I hope this helps and I’m more than happy to delve deeper if you are.
July 4th, 2008 at 1:33 am
I’m a fan of
[1,2,3].reverse.should == [3,2,1]
July 4th, 2008 at 9:28 am
Pat,
What about all the other possible list values?! This does not disambiguate the reverse function; not even close.
Wouldn’t you prefer this? (forall a. forall b. forall c.)
[a, b, c].reverse.should == [c, b, a]July 4th, 2008 at 6:24 pm
Not really. Tests are not a mathematical proof. They’re a tool to help me design my code, give me reasonable confidence that it does what I want, and serves as documentation for the future. With all due respect, the example you give absolutely sucks as documentation when compared to my example.
July 4th, 2008 at 6:44 pm
No, tests are not a mathematical proof; that’s what the type system does. Indeed, it is possible to prove some functions with a clever enough type system.
I’m afraid that your example sucks
def reverse[A](as: List[A]) = if(as.length == 3) then reallyReverse(as) else NilYour test passes here yet the function is wrong. I don’t like hints about program behaviour (and such a small hint it is); I much prefer unambiguous specification. The fact that a proof is not given is a known limitation of computation theory.
July 5th, 2008 at 3:50 am
Hi Tony,
There’s no denying that it’s possible to write implementations for looser tests that satisfy the tests but don’t satisfy the requirements.

Challenge 1 -
In the thread about testing a list-reversing function, what three things does the reply beginning "Not really." say tests are for?
Challenge 2 -
Resume the thread about testing a list-reversing function, picking up right after its final sentence.
The lines that come next are separate material and are not part of the thread about testing a list-reversing function.

Records shown -
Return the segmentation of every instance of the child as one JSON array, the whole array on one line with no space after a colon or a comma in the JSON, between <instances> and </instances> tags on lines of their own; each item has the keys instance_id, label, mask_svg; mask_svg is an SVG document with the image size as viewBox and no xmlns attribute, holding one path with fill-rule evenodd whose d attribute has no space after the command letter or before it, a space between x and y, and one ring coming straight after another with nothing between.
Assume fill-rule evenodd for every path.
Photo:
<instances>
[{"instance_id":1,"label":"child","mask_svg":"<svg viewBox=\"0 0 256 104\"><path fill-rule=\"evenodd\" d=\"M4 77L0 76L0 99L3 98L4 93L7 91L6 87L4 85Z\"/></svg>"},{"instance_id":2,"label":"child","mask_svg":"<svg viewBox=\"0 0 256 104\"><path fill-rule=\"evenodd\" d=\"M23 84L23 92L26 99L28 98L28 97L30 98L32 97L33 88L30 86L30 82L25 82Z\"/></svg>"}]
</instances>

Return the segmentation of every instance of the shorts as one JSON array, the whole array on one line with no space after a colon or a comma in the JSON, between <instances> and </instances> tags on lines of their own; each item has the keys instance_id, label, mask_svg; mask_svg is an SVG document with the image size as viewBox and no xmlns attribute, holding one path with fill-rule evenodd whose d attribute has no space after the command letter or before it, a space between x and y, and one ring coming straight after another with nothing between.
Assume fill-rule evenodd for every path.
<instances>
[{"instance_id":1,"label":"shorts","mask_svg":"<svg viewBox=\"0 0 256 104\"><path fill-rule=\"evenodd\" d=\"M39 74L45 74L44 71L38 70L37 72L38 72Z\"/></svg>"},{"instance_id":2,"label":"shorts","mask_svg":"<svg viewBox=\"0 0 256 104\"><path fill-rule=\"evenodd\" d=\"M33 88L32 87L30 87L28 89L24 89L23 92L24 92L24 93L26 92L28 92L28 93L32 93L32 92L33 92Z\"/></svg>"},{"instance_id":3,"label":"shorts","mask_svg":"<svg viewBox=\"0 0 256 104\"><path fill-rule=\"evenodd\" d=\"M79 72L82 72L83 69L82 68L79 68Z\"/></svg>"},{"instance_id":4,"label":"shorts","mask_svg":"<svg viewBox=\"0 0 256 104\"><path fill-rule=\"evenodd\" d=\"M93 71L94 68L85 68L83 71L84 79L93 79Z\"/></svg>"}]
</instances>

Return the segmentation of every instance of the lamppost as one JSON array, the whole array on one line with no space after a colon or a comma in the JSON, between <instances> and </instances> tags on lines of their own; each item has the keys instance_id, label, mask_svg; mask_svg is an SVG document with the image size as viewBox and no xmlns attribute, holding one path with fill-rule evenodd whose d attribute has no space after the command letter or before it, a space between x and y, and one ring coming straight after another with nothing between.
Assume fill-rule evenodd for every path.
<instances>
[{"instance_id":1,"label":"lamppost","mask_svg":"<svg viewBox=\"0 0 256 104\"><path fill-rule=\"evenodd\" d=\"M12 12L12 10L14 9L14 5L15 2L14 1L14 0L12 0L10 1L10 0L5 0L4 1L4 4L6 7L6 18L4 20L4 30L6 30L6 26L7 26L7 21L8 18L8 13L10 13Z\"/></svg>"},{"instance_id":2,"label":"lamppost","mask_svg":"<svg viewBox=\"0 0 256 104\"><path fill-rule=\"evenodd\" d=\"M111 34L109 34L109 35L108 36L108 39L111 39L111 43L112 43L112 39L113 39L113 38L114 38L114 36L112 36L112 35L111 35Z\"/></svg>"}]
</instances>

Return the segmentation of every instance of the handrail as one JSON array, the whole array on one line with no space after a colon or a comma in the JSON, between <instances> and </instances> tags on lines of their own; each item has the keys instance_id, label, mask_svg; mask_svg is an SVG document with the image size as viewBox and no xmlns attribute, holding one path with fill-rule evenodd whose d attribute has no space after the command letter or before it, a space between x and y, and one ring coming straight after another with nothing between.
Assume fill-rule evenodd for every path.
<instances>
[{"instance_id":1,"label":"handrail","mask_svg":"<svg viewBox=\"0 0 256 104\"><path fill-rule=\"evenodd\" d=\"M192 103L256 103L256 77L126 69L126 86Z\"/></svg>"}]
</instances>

Task response 1 -
Tests help the writer design code, give reasonable confidence that it does what is wanted, and serve as documentation for the future.

Task response 2 -
July 5th, 2008 at 4:07 am
Hi Tony,
There’s no denying that it’s possible to write implementations for looser tests that satisfy the tests but don’t satisfy the requirements. My barometer when testing is confidence, not unambiguous specification. For example, when I write the test
[1,2,3].reverse.should == [3,2,1]
and it passes, I’m moderately confident that it does what I expect. If I add another test with four elements, I’m even more confident.
When TDDing, the steps go
1. Write failing test
2. Make it pass
3. Refactor to remove duplication, generalizing as necessary
Your intentially flawed implementation is obviously not sufficiently generalized. So you’re absolutely right that your implementation passes the test but breaks the spec, but I’d argue that it’s completely contrived to begin with.
Anyway, my main criticism with your example is entirely within the context of the post’s title, “Tests as Documentation.” In my opinion, your tests don’t serve as documentation at all. The test takes up 25+ lines of code and relies on understanding this mathematical property of list reversal. Compare that with mine, which is one line, shows a list, the operation performed on it, and the expected result. If you think that your test is better documentation, you’re deluding yourself. Note that your test is on the same order of complexity as the implementation of reverse itself!
Good tests, in my experience, follow the pattern of specification by example. That is to say, the clearest, most succinct way to specify code is to give examples of how to use it.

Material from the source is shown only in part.